◆ Requirement ◆
Using the account of the pre-trial conference below, explain in one to three sentences why she signed the offer.

*** Text segment ***

She does remember going into chambers and speaking to the Principal Registrar and the next thing she remembered, she was outside and Mr Marshall put an offer in front of her and said to her that she had been offered $125,000. She then said to Mr Marshall "I have to go, I'm feeling ill". Her migraine was terrible and the drugs were affecting her ability to think. Mr Marshall replied "Sit down and read the offer". He was a changed man. She then said to him that she had read the offer and she had to go, he repeated that she must sit down and read it, he insisted that she sit down and read it and said that he would get Mr P Kakulas on the telephone, which he did. She had Mr Marshall talking to her at the pre‑trial conference end and Mr P Kakulas talking to her on the telephone saying "A bird in the hand is worth two in the bush". She was put under great pressure by both of them.
She could not leave until she signed, she can recall signing something without really being aware of what she signed and she did it to get away. She did not know she was signing away her day in court. Mr Marshall told her to go and see Mr P Kakulas and she can recall that she could not even find his office. Initially, she went into the building next door.
Eventually, she did see Mr P Kakulas and he said to her "Start spending your money, you'll feel better because you have signed the offer". She really could not understand what was going on but knew she had to get away and sleep off the effects of the migraine and the drugs.
Her state was so bad that she could not remember where she had parked her car and she sat in town for some hours before she remembered where it was.
The very next day, she telephoned the defendant's office. She asked to speak to Peter Kakulas and she said to the receptionist "I hope I didn't sign any compromise". She was told that Mr P Kakulas would not be in that day and she asked that he contact her immediately.

*** End of Text segment ***
*** Data shown ***

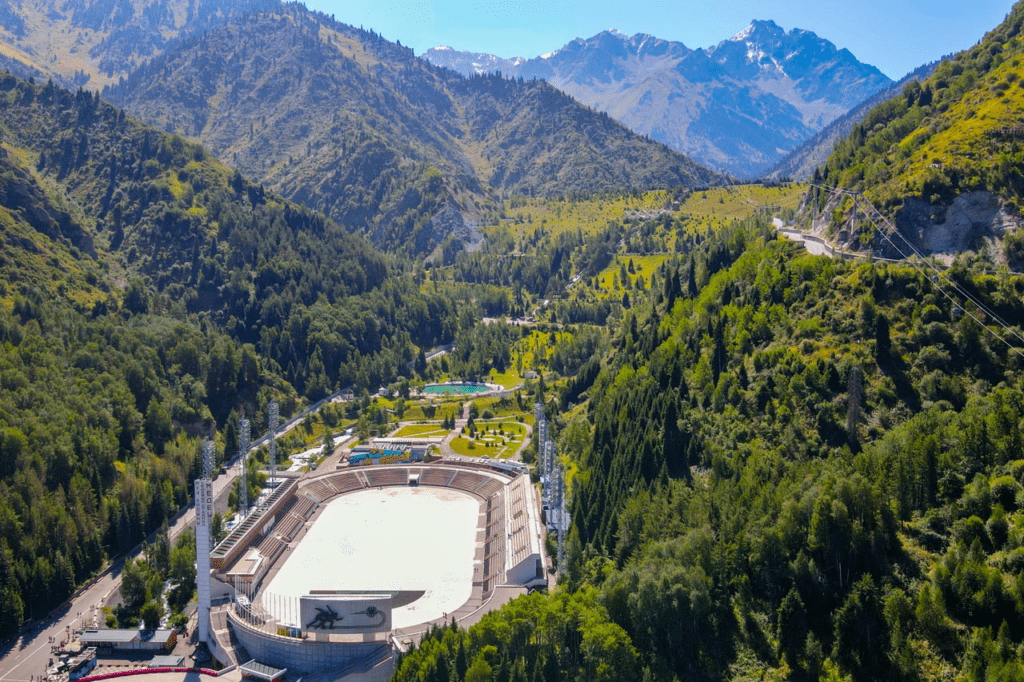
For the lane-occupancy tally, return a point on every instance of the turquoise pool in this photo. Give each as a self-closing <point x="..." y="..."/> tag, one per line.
<point x="456" y="389"/>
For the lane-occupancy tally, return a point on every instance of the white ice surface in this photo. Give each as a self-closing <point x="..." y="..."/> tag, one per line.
<point x="390" y="539"/>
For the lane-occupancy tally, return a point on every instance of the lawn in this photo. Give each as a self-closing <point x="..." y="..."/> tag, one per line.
<point x="497" y="438"/>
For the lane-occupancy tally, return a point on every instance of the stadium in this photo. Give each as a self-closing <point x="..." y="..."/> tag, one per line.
<point x="338" y="570"/>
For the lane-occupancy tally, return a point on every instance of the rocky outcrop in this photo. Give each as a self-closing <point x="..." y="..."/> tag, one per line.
<point x="972" y="221"/>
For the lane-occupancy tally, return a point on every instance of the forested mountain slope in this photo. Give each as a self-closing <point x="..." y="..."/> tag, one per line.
<point x="738" y="105"/>
<point x="788" y="467"/>
<point x="801" y="163"/>
<point x="349" y="124"/>
<point x="150" y="295"/>
<point x="945" y="158"/>
<point x="96" y="42"/>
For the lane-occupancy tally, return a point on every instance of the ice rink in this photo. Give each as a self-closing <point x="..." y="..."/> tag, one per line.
<point x="389" y="539"/>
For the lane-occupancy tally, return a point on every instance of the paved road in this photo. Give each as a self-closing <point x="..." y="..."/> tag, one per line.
<point x="27" y="657"/>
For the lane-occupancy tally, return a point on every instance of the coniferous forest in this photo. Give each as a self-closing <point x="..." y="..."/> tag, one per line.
<point x="779" y="465"/>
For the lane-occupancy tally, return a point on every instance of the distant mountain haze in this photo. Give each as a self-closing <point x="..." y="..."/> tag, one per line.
<point x="739" y="105"/>
<point x="352" y="125"/>
<point x="95" y="42"/>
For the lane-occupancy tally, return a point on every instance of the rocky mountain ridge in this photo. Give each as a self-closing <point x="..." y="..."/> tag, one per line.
<point x="739" y="105"/>
<point x="96" y="42"/>
<point x="347" y="123"/>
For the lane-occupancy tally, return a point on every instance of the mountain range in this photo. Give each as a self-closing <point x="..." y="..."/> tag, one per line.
<point x="347" y="123"/>
<point x="95" y="42"/>
<point x="739" y="105"/>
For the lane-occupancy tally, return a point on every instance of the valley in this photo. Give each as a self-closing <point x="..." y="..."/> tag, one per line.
<point x="779" y="465"/>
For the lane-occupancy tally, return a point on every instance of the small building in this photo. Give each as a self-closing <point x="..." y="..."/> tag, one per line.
<point x="172" y="661"/>
<point x="82" y="665"/>
<point x="261" y="673"/>
<point x="130" y="640"/>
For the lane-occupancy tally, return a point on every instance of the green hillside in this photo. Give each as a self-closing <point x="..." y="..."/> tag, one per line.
<point x="148" y="296"/>
<point x="954" y="132"/>
<point x="786" y="467"/>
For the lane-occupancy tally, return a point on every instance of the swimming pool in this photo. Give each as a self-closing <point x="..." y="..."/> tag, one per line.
<point x="456" y="389"/>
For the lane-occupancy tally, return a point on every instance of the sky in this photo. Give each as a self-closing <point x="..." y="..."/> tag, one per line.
<point x="896" y="36"/>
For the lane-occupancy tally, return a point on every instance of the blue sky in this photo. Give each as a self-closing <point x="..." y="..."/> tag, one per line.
<point x="893" y="35"/>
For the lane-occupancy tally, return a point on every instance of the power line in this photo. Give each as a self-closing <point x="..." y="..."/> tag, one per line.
<point x="886" y="229"/>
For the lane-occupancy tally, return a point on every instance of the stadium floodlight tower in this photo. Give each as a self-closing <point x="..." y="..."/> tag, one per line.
<point x="204" y="522"/>
<point x="542" y="441"/>
<point x="243" y="462"/>
<point x="561" y="516"/>
<point x="272" y="432"/>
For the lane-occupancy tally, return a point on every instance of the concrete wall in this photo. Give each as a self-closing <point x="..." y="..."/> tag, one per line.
<point x="308" y="655"/>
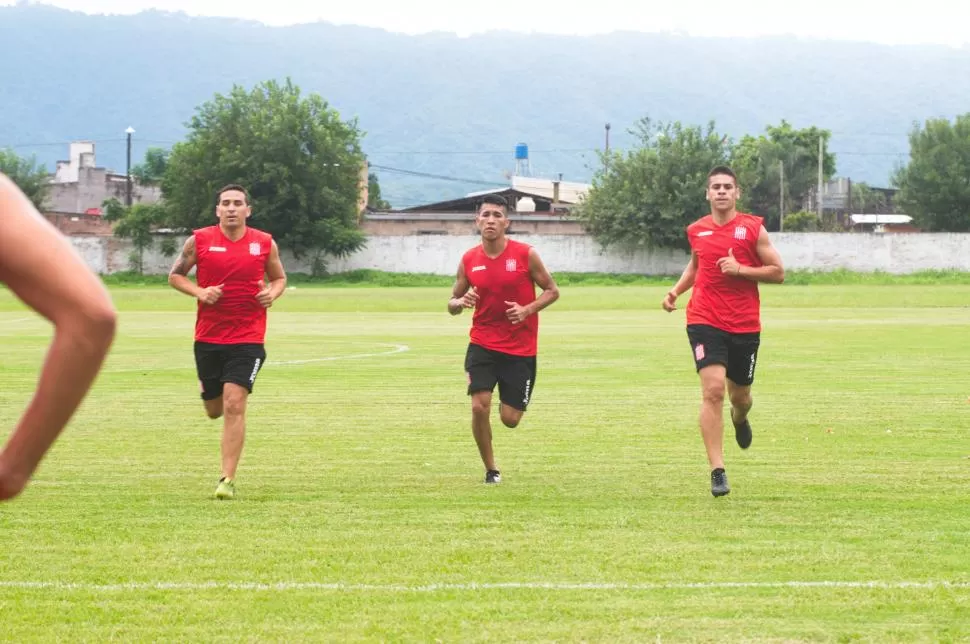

*** End of Data shown ***

◆ Output for this exercise ◆
She signed because she could not leave until she did, and she signed to get away. She was suffering a terrible migraine, the drugs were affecting her ability to think, and Mr Marshall and Mr P Kakulas put her under great pressure.